— start GIVEN TEXT —
In this section, we will preprocess the collected raw datasets.

Let us define constansts and helper functions which will help us in the preprocessing procedure:

In [None]:
### constants
RELEVANT_COUNTRIES = ['Austria', 'Belgium', 'Cyprus', 'Czech Republic', 'Denmark',
                      'Estonia', 'Finland', 'France', 'Germany', 'Greece', 'Hungary',
                      'Ireland', 'Italy', 'Latvia', 'Lithuania', 'Luxembourg', 'Malta',
                      'Netherlands', 'Poland', 'Portugal', 'Slovakia', 'Slovenia',
                      'Spain', 'Sweden', 'United Kingdom']

RELEVANT_YEARS = [year for year in range(2004, 2020)]


### helper functions
def get_prev_election_num_years(c_year, country_election_years):

  prev_election_years = [year for year in country_election_years if year < c_year]
  lastest_prev_year = max(prev_election_years)

  prev_election_num_years = c_year - lastest_prev_year
  return prev_election_num_years


def extract_data_coutry_year_format(raw_data, col_name):

  records = []
  for country in RELEVANT_COUNTRIES:
    country_data = raw_data[raw_data["Country"] == country]

    for year in RELEVANT_YEARS:
      c_val = country_data[country_data["Year"] == year][col_name].values[0]
      prev_val = country_data[country_data["Year"] == year - 1][col_name].values[0]

      records.append((country, year, c_val, prev_val))

  col_names = ["Country", "Year", col_name, f"Previous Year {col_name}"]
  processed_data = pd.DataFrame(records, columns=col_names)

  return processed_data


def extract_data_year_format(raw_data, col_name):

  records = []
  for year in RELEVANT_YEARS:
    c_val = raw_data[raw_data["Year"] == year][col_name].values[0]
    prev_val = raw_data[raw_data["Year"] == year-1][col_name].values[0]

    records.append((year, c_val, prev_val))

  col_names = ["Year", col_name, f"Previous Year {col_name}"]
  processed_data = pd.DataFrame(records, columns=col_names)

  return processed_data


def change_countries_names(country_name):

  if country_name == "Czechia":
    return "Czech Republic"

  if country_name == "Slovak Republic":
    return "Slovakia"

  return country_name


def get_val(val, units):

  if units == "K":
    val /= 10**3

  elif units == "M":
    val /= 10**6

  return round(val, 3)
— end GIVEN TEXT —
**TASK REQUIREMENTS**
(1) Answer these questions about the preprocessing code:
(a) What does change_countries_names return when given "Czechia"?
(b) In get_val, what is val divided by when units is "M"?
(c) Which country is listed last in RELEVANT_COUNTRIES?
(2) Count the lines of the records that contain the word "above". Reply with the number only.
— start DATA EXCERPTS —
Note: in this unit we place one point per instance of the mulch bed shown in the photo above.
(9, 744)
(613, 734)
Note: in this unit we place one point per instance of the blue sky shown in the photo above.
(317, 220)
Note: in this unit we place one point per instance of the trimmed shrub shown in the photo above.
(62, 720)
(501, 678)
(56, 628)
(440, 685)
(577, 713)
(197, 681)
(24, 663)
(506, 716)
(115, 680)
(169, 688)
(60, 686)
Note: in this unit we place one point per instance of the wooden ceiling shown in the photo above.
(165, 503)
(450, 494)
— end DATA EXCERPTS —
**ANSWERS IN ORDER**
(1)
(a) "Czech Republic"
(b) 10**6
(c) United Kingdom

(2) 4